* begin TEXT EXTRACT *

[KSCI] Korea Science Citation Index Service

http://dx.doi.org/10.12989/eas.2020.19.6.457

Seismic and collapse analysis of a UHV transmission tower-line system under cross-fault ground motions

Tian, Li (School of Civil Engineering, Shandong University)
Bi, Wenzhe (School of Civil Engineering, Shandong University)
Liu, Juncai (School of Civil Engineering, Shandong University)
Dong, Xu (School of Civil Engineering, Shandong University)
Xin, Aiqiang (School of Civil Engineering, Shandong University)

Publication Information

Earthquakes and Structures / v.19, no.6, 2020 , pp. 445-457 More about this Journal

Abstract

An ultra-high voltage (UHV) transmission system has the advantages of low circuitry loss, high bulk capacity and long-distance transmission capabilities over conventional transmission systems, but it is easier for this system to cross fault rupture zones and become damaged during earthquakes. This paper experimentally and numerically investigates the seismic responses and collapse failure of a UHV transmission tower-line system crossing a fault. A 1:25 reduced-scale model is constructed and tested by using shaking tables to evaluate the influence of the forward-directivity and fling-step effects on the responses of suspension-type towers. Furthermore, the collapse failure tests of the system under specific cross-fault scenarios are carried out. The corresponding finite element (FE) model is established in ABAQUS software and verified based on the Tian-Ma-Qu material model. The results reveal that the seismic responses of the transmission system under the cross-fault scenario are larger than those under the near-fault scenario, and the permanent ground displacements in the fling-step ground motions tend to magnify the seismic responses of the fault-crossing transmission system. The critical collapse peak ground acceleration (PGA), failure mode and weak position determined by the model experiment and numerical simulation are in relatively good agreement. The sequential failure of the members in Segments 4 and 5 leads to the collapse of the entire model, whereas other segments basically remain in the intact state.

* end TEXT EXTRACT *
* begin STORED ROWS *

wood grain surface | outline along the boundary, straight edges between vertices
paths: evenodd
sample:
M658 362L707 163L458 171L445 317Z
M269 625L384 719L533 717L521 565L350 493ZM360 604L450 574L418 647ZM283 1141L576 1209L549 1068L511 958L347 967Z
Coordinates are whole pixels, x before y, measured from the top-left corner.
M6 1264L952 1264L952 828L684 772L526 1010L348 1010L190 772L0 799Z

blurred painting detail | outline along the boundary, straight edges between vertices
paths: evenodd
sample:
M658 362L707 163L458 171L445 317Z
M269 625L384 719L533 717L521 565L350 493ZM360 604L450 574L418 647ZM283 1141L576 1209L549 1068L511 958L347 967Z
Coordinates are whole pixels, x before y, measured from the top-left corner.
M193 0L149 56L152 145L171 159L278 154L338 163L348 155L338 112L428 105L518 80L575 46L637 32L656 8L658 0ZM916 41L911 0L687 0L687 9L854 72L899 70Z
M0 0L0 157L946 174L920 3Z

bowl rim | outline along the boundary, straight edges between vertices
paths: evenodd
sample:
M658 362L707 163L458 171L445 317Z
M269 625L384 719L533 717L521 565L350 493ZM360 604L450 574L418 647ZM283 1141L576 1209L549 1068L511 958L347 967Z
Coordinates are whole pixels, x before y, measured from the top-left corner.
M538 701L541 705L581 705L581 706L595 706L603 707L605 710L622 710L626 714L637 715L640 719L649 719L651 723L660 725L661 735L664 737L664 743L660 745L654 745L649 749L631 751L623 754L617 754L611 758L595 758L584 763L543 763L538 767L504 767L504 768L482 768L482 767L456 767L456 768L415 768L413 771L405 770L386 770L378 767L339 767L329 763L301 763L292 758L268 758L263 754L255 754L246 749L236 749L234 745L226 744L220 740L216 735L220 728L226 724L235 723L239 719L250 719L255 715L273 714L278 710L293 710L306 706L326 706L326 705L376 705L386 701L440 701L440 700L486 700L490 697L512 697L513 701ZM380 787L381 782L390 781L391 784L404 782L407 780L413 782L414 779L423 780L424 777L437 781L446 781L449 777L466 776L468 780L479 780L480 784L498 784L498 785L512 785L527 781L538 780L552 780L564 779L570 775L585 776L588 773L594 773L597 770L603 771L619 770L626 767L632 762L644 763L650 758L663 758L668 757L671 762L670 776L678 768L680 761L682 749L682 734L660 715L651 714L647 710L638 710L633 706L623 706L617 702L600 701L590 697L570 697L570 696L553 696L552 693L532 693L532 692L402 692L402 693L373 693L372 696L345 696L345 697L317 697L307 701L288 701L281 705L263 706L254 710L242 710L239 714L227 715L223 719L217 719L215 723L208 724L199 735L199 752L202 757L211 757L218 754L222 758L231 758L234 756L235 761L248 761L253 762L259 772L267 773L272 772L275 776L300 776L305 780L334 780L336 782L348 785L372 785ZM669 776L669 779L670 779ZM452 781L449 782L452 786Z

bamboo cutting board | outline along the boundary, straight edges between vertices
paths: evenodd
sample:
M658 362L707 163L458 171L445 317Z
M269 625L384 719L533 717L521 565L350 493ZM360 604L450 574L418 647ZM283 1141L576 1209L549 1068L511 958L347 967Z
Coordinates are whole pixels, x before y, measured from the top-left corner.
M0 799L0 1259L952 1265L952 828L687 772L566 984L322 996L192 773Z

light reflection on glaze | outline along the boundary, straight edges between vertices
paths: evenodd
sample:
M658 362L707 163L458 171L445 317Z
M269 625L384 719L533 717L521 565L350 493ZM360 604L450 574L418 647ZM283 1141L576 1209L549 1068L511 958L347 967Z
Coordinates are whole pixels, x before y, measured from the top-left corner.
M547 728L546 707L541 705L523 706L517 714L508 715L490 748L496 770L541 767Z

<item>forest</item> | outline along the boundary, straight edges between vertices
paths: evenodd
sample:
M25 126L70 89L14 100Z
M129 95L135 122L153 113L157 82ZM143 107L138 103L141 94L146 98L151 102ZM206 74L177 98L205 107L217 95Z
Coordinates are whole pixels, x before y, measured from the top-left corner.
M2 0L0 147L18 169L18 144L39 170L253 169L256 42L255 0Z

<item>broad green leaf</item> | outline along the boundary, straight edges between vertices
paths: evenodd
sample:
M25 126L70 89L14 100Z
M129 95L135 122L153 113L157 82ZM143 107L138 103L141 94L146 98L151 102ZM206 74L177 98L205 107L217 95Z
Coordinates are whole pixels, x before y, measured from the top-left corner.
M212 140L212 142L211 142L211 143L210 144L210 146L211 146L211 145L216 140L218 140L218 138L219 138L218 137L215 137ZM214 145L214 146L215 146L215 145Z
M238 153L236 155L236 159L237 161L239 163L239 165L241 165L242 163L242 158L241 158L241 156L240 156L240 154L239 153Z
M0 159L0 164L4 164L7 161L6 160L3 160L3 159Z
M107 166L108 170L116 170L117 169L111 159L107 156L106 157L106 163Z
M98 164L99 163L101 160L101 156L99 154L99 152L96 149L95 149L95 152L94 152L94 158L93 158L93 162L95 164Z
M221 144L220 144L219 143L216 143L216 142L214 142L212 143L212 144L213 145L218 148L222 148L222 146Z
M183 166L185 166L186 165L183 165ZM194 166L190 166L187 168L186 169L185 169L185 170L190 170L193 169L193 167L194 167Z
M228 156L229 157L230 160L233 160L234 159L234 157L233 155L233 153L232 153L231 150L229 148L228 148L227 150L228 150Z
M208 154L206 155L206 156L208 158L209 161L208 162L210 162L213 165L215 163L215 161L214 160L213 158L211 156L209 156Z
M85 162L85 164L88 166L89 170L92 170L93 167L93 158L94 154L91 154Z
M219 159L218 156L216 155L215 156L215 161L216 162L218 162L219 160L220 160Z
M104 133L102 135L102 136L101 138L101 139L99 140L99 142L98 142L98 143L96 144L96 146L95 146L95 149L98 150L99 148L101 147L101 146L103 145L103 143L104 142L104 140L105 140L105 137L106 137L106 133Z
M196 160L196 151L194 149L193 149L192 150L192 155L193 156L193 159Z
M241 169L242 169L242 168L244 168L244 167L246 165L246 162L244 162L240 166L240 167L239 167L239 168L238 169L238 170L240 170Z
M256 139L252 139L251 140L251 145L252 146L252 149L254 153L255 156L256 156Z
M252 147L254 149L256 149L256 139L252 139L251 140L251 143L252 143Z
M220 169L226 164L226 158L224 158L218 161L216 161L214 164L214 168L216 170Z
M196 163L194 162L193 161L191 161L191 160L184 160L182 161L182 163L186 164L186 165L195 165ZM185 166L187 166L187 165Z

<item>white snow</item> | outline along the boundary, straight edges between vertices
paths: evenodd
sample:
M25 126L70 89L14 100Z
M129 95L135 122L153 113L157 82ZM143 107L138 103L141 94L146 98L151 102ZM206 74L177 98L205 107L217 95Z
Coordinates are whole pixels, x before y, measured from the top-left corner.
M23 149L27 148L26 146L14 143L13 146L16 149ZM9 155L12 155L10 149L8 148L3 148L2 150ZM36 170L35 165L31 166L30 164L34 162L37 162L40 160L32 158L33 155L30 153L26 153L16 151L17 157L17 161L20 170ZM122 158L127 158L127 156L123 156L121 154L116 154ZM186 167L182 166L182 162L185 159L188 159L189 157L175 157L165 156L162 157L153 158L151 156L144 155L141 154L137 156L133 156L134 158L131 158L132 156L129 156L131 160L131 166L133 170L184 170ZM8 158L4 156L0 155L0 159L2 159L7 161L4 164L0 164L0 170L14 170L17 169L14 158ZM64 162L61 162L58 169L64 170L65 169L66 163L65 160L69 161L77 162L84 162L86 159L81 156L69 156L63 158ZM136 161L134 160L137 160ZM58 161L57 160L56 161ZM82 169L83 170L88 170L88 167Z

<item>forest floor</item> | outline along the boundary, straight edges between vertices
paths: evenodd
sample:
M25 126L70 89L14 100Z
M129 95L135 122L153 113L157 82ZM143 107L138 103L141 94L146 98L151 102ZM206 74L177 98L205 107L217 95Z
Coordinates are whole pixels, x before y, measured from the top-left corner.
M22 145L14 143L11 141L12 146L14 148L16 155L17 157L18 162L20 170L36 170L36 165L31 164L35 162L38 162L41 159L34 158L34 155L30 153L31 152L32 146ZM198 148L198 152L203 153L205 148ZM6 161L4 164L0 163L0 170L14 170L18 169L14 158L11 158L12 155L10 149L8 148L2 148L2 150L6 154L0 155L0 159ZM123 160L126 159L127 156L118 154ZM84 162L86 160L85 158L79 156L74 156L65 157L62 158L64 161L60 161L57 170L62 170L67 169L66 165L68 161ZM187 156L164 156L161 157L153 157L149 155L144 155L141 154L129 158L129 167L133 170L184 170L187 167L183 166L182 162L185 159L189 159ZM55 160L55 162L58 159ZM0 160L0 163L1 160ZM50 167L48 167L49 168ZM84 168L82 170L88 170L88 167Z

* end STORED ROWS *

■ REQUEST 1: Translate this sentence from the transmission tower abstract into Spanish: "Furthermore, the collapse failure tests of the system under specific cross-fault scenarios are carried out."
■ REQUEST 2: According to the transmission tower abstract, at what scale was the model tested on shaking tables built?

■ RESPONSE 1: Además, se llevan a cabo las pruebas de falla por colapso del sistema bajo escenarios específicos de cruce de falla.

■ RESPONSE 2: It was built as a 1:25 reduced-scale model.